◆ **Problem to work on**
Pick out and copy every line below that contains the word "parked". Case counts.

-------- Input --------

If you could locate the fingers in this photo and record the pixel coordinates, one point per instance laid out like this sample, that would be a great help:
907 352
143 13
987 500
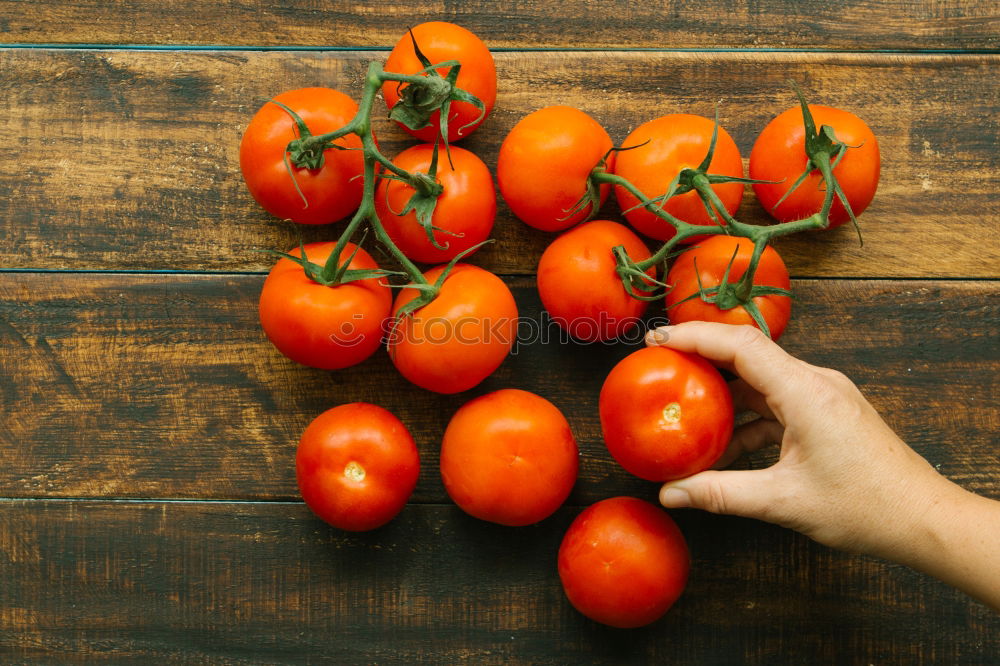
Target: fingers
764 365
745 397
751 437
739 493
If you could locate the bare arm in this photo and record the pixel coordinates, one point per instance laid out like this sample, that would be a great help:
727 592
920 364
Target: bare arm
843 477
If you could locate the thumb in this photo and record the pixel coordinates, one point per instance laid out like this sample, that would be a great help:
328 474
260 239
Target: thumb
747 493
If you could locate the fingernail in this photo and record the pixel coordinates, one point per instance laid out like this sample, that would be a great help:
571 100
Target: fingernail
674 498
658 336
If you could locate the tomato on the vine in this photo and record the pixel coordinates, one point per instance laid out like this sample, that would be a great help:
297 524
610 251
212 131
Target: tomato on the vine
580 287
458 339
440 41
509 457
779 155
328 327
665 414
544 165
623 562
658 151
327 194
707 262
356 466
464 211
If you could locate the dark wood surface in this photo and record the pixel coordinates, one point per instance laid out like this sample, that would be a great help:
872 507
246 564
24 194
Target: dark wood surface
148 508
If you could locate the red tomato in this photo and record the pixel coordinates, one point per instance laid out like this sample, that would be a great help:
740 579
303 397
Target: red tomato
466 207
509 457
331 192
623 562
440 41
356 466
712 257
545 162
320 326
461 337
672 143
665 414
579 286
779 154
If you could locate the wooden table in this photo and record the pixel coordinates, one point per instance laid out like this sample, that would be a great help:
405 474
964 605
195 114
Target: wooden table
148 430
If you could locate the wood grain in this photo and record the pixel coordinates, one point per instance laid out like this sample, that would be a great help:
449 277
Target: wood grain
128 160
163 386
225 583
948 24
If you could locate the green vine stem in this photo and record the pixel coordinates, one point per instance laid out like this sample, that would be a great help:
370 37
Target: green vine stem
824 152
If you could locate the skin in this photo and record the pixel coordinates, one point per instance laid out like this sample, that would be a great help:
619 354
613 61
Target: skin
466 208
544 164
579 286
712 255
672 143
844 478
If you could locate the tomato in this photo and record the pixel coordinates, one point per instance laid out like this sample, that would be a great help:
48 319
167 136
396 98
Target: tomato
623 562
466 207
665 146
579 286
509 457
712 257
779 154
356 466
331 192
545 162
665 414
440 41
459 338
320 326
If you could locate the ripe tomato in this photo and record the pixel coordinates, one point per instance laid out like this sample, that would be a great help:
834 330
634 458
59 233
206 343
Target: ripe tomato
320 326
672 143
459 338
712 257
665 414
509 457
356 466
545 162
466 207
623 562
440 41
331 192
579 286
779 154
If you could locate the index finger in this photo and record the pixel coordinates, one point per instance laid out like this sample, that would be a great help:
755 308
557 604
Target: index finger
753 356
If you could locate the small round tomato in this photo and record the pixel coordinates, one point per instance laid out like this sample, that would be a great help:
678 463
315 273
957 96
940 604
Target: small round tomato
322 326
665 414
711 257
779 154
331 192
545 162
356 466
579 285
509 457
664 147
466 208
458 339
440 41
623 562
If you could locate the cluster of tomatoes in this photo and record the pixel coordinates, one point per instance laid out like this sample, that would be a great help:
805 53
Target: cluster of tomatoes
509 456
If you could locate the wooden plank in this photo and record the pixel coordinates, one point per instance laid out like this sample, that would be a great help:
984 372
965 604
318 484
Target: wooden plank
223 583
128 160
949 24
163 386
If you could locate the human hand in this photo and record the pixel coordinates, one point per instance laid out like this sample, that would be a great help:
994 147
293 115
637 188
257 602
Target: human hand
843 477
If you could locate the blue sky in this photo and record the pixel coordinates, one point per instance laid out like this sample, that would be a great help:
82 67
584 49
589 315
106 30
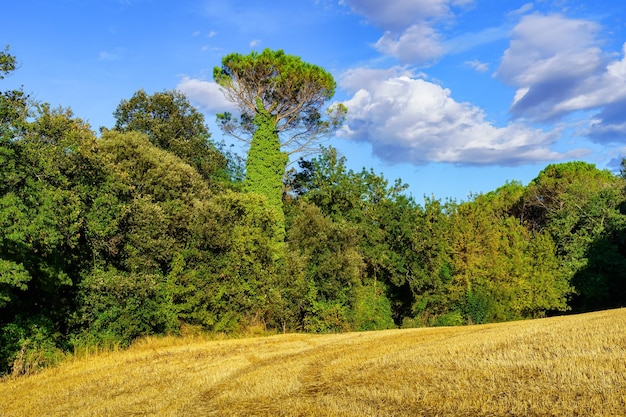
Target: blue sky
452 96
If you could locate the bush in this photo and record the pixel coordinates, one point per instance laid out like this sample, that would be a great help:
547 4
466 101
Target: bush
118 307
372 309
28 345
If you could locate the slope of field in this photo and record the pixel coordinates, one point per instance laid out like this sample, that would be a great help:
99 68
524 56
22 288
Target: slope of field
565 366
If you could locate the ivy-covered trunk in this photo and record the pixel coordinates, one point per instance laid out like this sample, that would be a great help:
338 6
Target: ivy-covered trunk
265 168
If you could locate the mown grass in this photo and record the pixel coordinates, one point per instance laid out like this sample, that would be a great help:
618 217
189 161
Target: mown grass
563 366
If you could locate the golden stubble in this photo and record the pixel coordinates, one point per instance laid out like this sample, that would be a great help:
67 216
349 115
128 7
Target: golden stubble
562 366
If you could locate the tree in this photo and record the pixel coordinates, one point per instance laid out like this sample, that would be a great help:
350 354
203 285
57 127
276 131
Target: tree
7 62
280 98
581 207
173 124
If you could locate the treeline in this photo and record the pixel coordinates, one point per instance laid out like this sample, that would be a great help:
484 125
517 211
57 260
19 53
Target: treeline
145 228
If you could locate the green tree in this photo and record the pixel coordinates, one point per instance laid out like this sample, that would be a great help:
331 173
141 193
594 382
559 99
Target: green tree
280 98
581 206
171 123
381 215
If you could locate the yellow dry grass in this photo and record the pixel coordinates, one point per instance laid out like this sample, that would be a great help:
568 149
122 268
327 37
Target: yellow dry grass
564 366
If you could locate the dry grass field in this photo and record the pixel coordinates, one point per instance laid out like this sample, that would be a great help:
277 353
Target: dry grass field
564 366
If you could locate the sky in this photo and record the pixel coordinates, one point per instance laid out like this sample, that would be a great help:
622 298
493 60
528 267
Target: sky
454 97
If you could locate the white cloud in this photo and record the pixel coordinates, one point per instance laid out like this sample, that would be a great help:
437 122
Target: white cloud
418 44
408 119
409 26
205 94
548 60
558 68
477 65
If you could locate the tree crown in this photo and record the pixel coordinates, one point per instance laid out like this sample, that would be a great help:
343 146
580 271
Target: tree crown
291 90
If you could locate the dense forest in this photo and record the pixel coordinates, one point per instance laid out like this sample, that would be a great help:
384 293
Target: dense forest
148 227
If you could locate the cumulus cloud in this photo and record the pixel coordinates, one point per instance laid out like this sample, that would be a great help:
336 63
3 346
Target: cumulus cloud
558 68
206 95
410 120
477 65
409 26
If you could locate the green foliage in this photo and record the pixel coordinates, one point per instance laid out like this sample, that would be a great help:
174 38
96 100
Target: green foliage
266 163
7 62
580 206
28 344
171 123
118 306
284 86
372 309
106 240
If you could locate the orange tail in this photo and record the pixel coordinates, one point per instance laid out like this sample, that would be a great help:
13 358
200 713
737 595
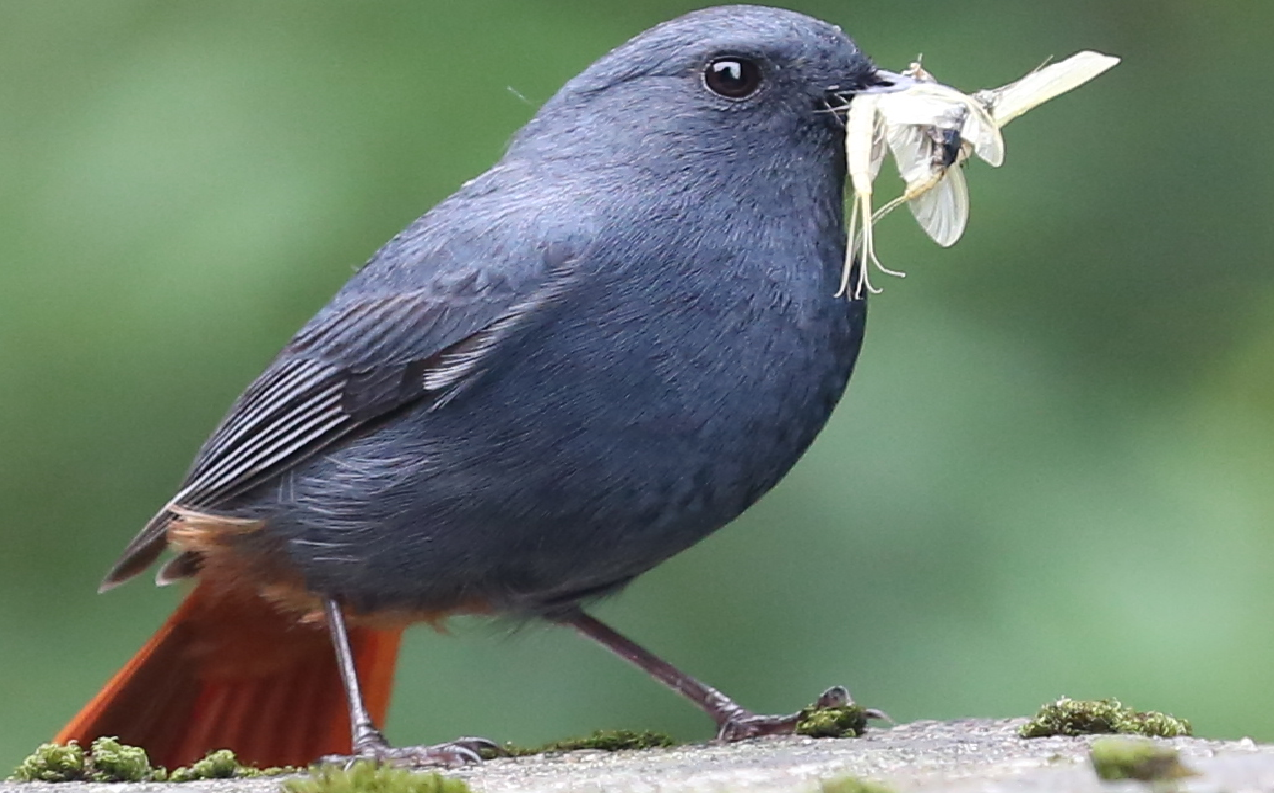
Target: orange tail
231 672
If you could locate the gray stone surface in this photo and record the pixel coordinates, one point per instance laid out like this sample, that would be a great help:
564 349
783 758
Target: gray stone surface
958 756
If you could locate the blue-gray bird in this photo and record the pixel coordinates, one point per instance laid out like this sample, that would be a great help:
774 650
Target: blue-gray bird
581 363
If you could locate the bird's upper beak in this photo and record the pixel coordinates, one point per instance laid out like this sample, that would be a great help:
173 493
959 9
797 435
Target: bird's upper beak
887 82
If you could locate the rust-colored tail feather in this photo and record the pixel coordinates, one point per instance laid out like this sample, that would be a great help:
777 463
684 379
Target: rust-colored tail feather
228 671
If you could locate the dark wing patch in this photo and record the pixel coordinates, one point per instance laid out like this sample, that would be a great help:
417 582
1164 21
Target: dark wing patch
349 366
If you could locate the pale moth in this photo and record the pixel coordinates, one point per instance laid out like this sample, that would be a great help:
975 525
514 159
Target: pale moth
931 129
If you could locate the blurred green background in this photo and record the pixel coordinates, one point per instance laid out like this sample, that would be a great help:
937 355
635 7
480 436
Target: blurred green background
1052 474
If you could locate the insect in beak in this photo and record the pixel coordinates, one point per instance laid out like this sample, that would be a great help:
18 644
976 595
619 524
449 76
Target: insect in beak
931 129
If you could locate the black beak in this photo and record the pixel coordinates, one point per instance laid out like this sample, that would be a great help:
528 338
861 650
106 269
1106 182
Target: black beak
884 82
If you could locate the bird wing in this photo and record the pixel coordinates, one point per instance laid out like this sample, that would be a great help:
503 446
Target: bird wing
361 358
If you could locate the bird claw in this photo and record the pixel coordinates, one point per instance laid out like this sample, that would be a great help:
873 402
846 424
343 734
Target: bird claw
748 725
460 752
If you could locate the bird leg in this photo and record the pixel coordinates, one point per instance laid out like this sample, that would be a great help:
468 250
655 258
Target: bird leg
366 738
733 721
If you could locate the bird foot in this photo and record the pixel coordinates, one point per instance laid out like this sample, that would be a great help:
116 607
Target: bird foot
460 752
747 725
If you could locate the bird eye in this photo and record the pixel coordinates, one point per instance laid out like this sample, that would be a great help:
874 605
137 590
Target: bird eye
734 78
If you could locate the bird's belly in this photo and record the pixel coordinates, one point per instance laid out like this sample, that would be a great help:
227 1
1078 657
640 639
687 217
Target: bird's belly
575 469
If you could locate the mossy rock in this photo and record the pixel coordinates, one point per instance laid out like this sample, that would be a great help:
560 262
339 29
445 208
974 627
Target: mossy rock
1073 718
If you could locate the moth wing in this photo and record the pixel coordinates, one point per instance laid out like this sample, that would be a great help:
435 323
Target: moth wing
1010 101
912 152
981 131
943 210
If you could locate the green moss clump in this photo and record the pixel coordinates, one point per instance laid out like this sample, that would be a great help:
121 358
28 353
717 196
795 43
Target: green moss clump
115 762
215 764
836 721
105 761
608 741
368 776
1072 718
110 761
1137 760
54 764
852 784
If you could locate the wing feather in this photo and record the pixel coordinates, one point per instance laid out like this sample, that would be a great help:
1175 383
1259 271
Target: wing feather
359 358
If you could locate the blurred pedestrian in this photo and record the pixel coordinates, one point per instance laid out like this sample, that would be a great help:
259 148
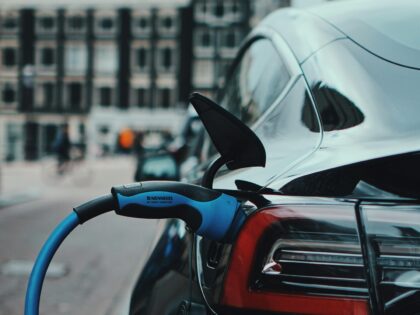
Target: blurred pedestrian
62 147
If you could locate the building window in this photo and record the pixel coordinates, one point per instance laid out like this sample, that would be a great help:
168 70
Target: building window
204 38
76 23
9 23
141 58
105 25
106 59
9 94
75 95
230 39
165 98
105 96
141 97
204 73
75 59
219 10
46 95
140 25
167 24
143 23
47 57
166 58
46 23
9 57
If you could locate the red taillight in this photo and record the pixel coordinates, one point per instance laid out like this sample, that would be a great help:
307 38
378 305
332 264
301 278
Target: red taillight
241 289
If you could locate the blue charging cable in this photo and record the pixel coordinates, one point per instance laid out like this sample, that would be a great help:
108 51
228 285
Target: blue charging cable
207 212
33 292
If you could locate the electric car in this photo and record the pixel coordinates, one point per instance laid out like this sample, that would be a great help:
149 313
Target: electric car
333 219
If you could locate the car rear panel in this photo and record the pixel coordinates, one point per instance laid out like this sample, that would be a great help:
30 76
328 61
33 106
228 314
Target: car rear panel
324 256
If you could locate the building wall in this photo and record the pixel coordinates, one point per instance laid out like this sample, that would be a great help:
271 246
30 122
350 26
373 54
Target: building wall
98 70
104 68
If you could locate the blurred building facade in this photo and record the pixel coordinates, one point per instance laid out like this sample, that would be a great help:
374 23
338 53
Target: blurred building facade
97 69
100 66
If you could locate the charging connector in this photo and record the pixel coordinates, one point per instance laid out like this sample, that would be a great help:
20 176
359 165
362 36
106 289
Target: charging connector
207 212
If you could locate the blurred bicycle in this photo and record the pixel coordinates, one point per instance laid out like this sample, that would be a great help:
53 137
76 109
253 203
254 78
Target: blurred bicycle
76 169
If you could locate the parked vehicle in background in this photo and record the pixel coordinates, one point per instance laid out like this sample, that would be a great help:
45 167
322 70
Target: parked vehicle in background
332 93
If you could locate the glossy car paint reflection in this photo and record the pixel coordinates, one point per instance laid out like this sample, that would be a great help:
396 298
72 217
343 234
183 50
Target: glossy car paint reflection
366 108
365 114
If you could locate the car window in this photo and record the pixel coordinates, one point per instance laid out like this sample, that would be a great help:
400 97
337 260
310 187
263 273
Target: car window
289 133
256 81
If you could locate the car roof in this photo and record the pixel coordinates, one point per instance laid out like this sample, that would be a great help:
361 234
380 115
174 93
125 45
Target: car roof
388 29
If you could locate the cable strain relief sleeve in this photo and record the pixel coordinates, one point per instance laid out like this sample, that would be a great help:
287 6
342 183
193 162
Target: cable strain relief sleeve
95 207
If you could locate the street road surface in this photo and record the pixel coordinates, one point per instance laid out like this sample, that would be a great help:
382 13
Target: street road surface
101 258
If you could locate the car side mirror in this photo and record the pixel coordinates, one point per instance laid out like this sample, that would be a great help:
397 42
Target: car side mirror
158 166
237 144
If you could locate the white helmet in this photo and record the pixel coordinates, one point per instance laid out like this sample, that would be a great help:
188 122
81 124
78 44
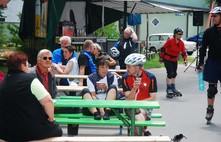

--------

◆ **Task output**
If you could locate the parked vehicle in background in this photo and record the pixel coordinates, one point per instance laid out like this sample, that would be a great help:
Target: parked vehicle in background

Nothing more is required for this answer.